§ **TASK DESCRIPTION**
Each line that contains the string "keypoint" counts once; report how many such lines appear in the data, as a number only.
*** Opening SUPPLIED DATA ***
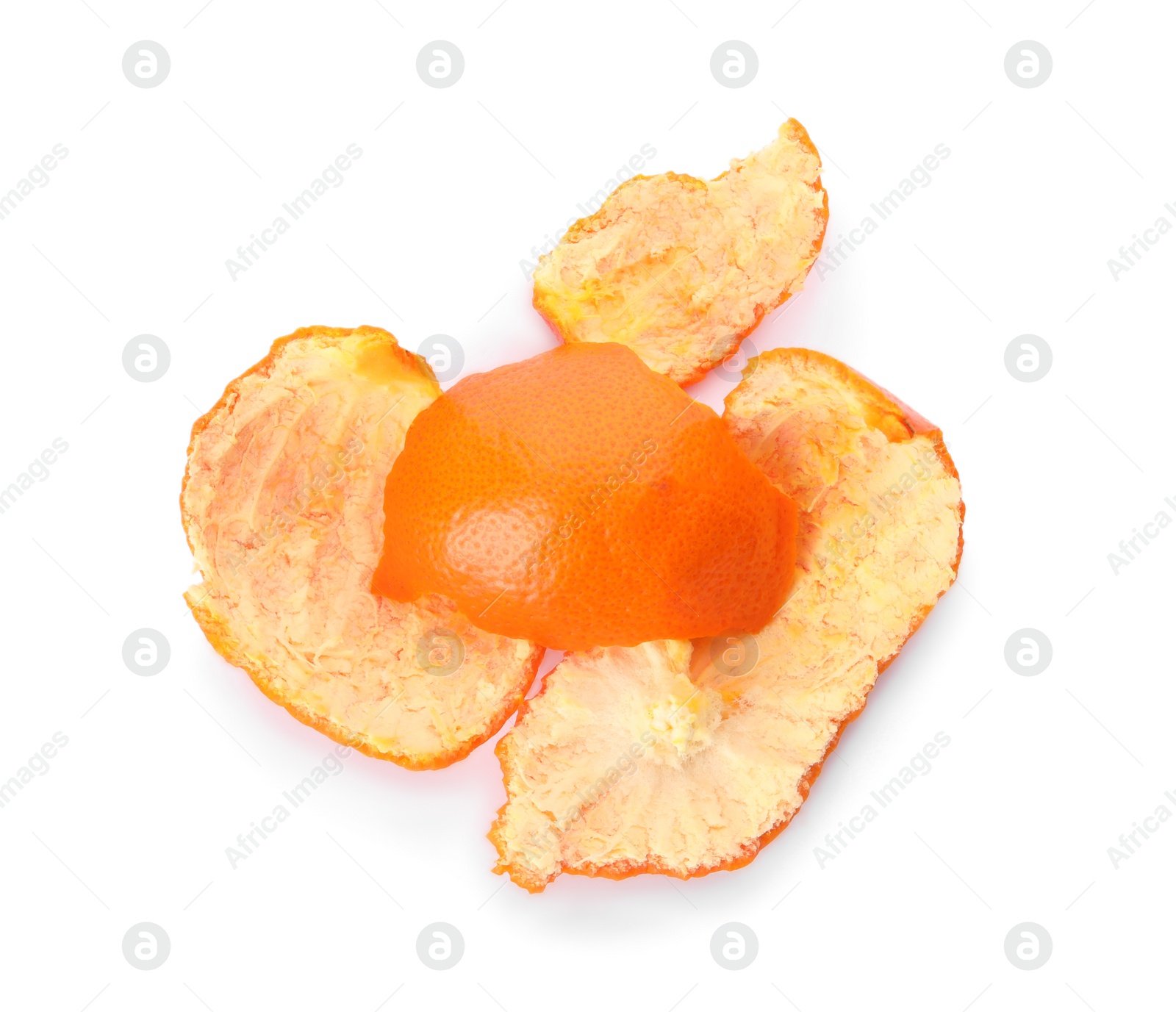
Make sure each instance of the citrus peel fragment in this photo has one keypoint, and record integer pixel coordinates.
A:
(682, 270)
(282, 504)
(580, 498)
(686, 758)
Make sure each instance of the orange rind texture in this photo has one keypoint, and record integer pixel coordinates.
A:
(686, 758)
(579, 498)
(682, 270)
(282, 507)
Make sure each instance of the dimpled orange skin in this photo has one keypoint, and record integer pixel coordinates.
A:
(581, 500)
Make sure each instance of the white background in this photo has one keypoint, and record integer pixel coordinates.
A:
(426, 235)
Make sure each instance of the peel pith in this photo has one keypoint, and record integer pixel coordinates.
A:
(572, 803)
(682, 270)
(286, 562)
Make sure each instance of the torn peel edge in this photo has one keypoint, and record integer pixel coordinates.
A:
(589, 223)
(264, 368)
(217, 633)
(915, 426)
(379, 360)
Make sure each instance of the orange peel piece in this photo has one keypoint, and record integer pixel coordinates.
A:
(282, 507)
(686, 758)
(579, 498)
(682, 270)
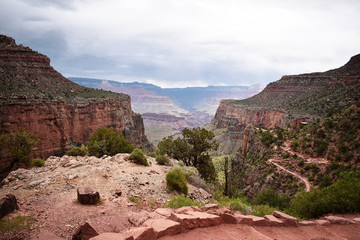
*** Closing SUPPLIED DATA ***
§ **SOLUTION BELOW**
7